3. Laboratory Tests:

  • Complete blood count (may show anemia, leukocytosis)

  • Elevated ESR and CRP

  • Positive rheumatoid factor

  • Urinalysis showing microscopic hematuria

4. Imaging:

  • Echocardiography:

    • Transthoracic Echo (TTE): Initial non-invasive test.

    • Transesophageal Echo (TEE): More sensitive for detecting small vegetations or prosthetic valve involvement.

  • CT/MRI may be used to identify embolic or abscess complications.

~Treatment

The mainstay of treatment for infective endocarditis involves prolonged intravenous antibiotic therapy, with or without surgical intervention.

1. Medical Management

Antibiotic therapy is tailored based on culture and sensitivity results and typically lasts 4–6 weeks.

Empirical Therapy (Before culture results):

  • Combination of Vancomycin + Ceftriaxone or Gentamicin to cover both Gram-positive and Gram-negative organisms.

Specific Regimens:

  • Streptococcal IE: Penicillin G or Ceftriaxone ± Gentamicin

  • Staphylococcal IE: Nafcillin or Oxacillin for MSSA; Vancomycin for MRSA

  • Enterococcal IE: Ampicillin + Gentamicin or Vancomycin-based regimen

  • Fungal IE: Amphotericin B ± surgical valve replacement

Close monitoring of renal function, drug toxicity, and blood cultures during therapy is essential.

2. Surgical Management

Surgery is indicated in:

  • Severe heart failure due to valve destruction

  • Persistent infection despite antibiotics

  • Large vegetations (>10 mm) with recurrent emboli

  • Prosthetic valve infection

  • Myocardial abscess formation

Surgical options include valve repair or replacement with mechanical or bioprosthetic valves.

~Prognosis

The prognosis of infective endocarditis varies depending on the causative organism, promptness of diagnosis, and patient’s underlying health. Mortality ranges between 15–30% despite modern therapy.

Better outcomes are seen in streptococcal infections compared to staphylococcal or fungal infections. Complications like heart failure, embolization, and renal failure worsen prognosis.

~Prevention

Preventing endocarditis involves identifying at-risk individuals and reducing bacteremia through hygiene and prophylaxis.

### Work instruction:
Continue the text on infective endocarditis, starting right after its last sentence on prevention. The records that follow come from a separate source and have nothing to do with the text on infective endocarditis.

### Provided data:
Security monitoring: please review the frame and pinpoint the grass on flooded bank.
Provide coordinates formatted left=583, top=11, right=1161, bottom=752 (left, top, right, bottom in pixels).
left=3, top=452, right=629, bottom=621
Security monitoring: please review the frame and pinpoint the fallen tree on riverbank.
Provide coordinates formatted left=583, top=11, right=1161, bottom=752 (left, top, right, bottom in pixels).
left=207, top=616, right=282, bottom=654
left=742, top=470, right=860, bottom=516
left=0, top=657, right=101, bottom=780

### Response below:
1. Antibiotic Prophylaxis

Recommended before invasive dental or surgical procedures in:

  • Prosthetic heart valve recipients

  • Previous history of IE

  • Certain congenital heart diseases

Common prophylactic regimen:

  • Amoxicillin 2 g orally, 30–60 minutes before the procedure.

2. Other Preventive Measures

  • Maintaining good oral hygiene

  • Avoiding unnecessary catheterization

  • Proper aseptic techniques during medical procedures

  • Harm reduction strategies for intravenous drug users

~Recent Advances and Research

Recent developments include:

  • Molecular diagnostic tools such as PCR for culture-negative cases.

  • 3D echocardiography and cardiac MRI for improved visualization.

  • Novel antimicrobial therapies and biofilm-targeting agents.

  • Minimally invasive surgical approaches for valve repair.

Ongoing research aims to improve early detection, enhance antibiotic efficacy, and develop better preventive strategies.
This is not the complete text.